>> begin Supplied passage

The Associated Press BEIRUT — A son of Libya’s late leader Moammar Gadhafi, who has been held in Lebanon for more than seven years, began a hunger strike Saturday to protest his detention without trial, his lawyer said. Hannibal Gadhafi has been held in Lebanon since 2015 after he was kidnapped from neighboring Syria where he had been living as a political refugee. He was abducted by Lebanese militants demanding information about the fate of a Shiite cleric who went missing in Libya 45 years ago. Gadhafi was later taken by Lebanese authorities and has been held in a Beirut jail without trial.

>> end Supplied passage
>> begin Dataset entries

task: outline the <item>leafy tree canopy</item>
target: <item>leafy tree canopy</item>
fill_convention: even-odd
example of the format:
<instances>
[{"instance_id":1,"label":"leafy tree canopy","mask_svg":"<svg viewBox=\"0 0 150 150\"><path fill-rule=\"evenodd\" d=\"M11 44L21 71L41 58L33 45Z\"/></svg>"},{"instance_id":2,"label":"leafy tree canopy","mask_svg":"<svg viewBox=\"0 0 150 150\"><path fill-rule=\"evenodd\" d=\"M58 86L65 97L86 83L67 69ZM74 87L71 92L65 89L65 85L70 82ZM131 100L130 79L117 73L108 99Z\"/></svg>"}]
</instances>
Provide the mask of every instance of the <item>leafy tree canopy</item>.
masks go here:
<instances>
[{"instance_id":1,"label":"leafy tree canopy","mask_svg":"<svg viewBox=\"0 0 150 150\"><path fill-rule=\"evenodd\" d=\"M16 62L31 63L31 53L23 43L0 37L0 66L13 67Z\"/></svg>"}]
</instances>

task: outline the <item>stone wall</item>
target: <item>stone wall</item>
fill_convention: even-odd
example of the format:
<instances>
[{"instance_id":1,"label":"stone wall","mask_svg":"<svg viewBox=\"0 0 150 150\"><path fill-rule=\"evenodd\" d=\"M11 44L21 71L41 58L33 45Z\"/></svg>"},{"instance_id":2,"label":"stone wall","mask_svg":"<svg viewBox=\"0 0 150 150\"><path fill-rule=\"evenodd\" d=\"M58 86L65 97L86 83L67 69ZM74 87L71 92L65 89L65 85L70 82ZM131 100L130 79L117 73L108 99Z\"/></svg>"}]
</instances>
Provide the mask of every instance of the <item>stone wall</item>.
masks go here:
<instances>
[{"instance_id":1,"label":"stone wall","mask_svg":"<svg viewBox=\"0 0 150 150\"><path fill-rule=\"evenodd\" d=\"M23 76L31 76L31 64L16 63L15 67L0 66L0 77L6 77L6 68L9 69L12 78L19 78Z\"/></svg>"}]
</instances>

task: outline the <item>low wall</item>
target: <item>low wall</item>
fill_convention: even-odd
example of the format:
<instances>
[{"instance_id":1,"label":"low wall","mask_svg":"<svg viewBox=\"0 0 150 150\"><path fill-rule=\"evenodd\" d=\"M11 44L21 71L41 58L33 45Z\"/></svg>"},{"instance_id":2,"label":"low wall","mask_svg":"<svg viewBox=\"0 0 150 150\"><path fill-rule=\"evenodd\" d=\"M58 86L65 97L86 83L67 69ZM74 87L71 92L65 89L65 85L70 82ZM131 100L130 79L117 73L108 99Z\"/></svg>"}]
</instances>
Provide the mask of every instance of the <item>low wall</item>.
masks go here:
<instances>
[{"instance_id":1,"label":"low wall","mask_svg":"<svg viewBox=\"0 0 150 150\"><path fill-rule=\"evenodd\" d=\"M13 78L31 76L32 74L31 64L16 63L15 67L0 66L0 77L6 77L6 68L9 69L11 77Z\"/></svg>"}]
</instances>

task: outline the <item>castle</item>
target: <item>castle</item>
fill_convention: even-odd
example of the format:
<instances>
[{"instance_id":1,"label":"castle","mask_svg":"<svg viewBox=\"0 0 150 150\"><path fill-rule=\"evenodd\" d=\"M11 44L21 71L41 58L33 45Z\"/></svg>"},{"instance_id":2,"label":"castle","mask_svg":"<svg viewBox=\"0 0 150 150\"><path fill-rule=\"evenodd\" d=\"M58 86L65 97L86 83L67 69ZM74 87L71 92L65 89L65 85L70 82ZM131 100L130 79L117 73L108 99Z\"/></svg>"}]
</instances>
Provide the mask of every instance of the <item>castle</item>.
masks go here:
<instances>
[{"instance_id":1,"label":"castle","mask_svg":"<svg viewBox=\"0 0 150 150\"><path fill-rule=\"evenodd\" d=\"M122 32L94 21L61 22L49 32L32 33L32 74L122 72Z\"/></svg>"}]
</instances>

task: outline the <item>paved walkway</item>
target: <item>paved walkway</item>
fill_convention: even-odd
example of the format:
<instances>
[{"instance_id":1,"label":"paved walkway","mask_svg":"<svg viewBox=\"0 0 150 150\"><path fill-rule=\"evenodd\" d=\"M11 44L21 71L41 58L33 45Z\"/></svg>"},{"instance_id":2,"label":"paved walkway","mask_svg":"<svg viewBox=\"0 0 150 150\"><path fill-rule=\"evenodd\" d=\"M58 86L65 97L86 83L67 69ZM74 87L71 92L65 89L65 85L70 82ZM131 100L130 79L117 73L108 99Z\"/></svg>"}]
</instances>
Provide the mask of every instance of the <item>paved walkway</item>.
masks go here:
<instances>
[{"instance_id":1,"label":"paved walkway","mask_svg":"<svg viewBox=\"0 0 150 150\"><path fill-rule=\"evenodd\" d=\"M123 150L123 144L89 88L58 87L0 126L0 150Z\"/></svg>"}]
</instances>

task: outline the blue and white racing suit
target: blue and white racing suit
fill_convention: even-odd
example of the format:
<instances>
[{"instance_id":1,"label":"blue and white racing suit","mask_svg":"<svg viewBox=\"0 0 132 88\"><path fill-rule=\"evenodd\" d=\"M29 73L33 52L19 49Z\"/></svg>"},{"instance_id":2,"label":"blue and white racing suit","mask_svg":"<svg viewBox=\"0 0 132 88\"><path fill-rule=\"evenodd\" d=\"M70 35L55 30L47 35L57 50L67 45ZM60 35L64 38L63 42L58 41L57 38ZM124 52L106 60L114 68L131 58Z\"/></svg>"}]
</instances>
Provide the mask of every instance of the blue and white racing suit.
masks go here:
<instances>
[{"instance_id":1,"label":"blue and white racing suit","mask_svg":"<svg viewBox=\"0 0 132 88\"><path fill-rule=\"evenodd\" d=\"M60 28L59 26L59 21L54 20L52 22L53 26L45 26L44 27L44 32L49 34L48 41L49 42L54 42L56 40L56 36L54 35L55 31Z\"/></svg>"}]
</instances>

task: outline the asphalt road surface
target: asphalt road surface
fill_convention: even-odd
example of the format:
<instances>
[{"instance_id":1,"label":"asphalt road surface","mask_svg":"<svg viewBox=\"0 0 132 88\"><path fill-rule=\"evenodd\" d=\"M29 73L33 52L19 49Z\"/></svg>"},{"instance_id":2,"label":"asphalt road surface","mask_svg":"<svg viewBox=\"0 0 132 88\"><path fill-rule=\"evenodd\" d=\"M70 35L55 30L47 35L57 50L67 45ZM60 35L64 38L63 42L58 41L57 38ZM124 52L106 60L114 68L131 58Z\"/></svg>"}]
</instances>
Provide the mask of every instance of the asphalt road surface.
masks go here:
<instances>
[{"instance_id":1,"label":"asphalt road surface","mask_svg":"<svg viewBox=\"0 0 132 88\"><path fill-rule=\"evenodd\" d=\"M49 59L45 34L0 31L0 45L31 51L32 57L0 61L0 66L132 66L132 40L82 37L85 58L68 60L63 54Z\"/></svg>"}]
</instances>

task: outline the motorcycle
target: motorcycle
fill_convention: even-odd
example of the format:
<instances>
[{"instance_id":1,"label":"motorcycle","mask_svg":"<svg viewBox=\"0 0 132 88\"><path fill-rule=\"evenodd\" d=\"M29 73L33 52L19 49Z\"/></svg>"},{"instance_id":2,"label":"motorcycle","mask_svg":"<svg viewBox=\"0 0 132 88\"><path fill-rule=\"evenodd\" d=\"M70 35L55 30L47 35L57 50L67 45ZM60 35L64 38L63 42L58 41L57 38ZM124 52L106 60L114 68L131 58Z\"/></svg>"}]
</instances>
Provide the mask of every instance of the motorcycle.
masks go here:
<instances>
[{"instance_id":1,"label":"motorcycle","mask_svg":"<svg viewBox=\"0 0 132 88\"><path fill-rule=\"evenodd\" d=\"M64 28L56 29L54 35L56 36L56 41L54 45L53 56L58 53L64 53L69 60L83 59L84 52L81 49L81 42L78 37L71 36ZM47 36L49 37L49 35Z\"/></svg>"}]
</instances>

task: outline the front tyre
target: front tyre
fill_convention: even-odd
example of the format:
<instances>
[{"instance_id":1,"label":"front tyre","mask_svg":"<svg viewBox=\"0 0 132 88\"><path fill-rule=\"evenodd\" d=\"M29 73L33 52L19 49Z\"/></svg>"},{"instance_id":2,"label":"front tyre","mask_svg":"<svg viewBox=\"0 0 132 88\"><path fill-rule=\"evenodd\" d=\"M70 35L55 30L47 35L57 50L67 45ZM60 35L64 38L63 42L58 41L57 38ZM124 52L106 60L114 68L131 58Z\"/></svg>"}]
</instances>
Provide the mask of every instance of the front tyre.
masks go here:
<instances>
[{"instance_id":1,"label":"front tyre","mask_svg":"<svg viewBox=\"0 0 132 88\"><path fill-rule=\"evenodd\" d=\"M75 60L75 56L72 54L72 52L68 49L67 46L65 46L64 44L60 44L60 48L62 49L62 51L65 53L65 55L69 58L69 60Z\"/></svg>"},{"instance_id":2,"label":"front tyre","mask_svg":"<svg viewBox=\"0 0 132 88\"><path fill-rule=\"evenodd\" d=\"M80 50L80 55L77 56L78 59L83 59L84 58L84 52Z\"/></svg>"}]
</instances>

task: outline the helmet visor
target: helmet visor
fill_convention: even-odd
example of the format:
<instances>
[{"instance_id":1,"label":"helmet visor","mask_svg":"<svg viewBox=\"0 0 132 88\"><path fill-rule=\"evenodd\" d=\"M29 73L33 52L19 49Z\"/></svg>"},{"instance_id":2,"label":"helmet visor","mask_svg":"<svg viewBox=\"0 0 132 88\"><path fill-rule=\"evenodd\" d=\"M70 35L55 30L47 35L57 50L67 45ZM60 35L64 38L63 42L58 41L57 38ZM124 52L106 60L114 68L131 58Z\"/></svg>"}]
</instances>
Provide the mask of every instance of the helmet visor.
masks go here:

>> end Dataset entries

▶ _Goals_:
1. Translate this sentence from the news excerpt about Hannibal Gadhafi into Spanish: "He was abducted by Lebanese militants demanding information about the fate of a Shiite cleric who went missing in Libya 45 years ago."
2. Extend the news excerpt about Hannibal Gadhafi's detention in Lebanon, picking up after its final sentence.

▶ _The replies_:
1. Fue secuestrado por militantes libaneses que exigían información sobre la suerte de un clérigo chiita que desapareció en Libia hace 45 años.

2.
Attorney Paul Romanos told The Associated Press that his client started the hunger strike Saturday morning and “he is serious and will continue with it until the end.” Romanos did not go into details of the case as he was not authorized to speak about it to the media. Gadhafi issued a statement describing his conditions. “How can a political prisoner be held without a fair trial all these years?” Gadhafi, who is married to a Lebanese woman, wrote in his statement. The Libyan citizen added that now that he is on hunger strike, “those who are treating me unjustly” will be responsible for the results. He added that “the time has come to liberate the law from the hands of politicians.” Romanos said his client suffers from back pain due to being held in a small cell for years without being able to move or exercise.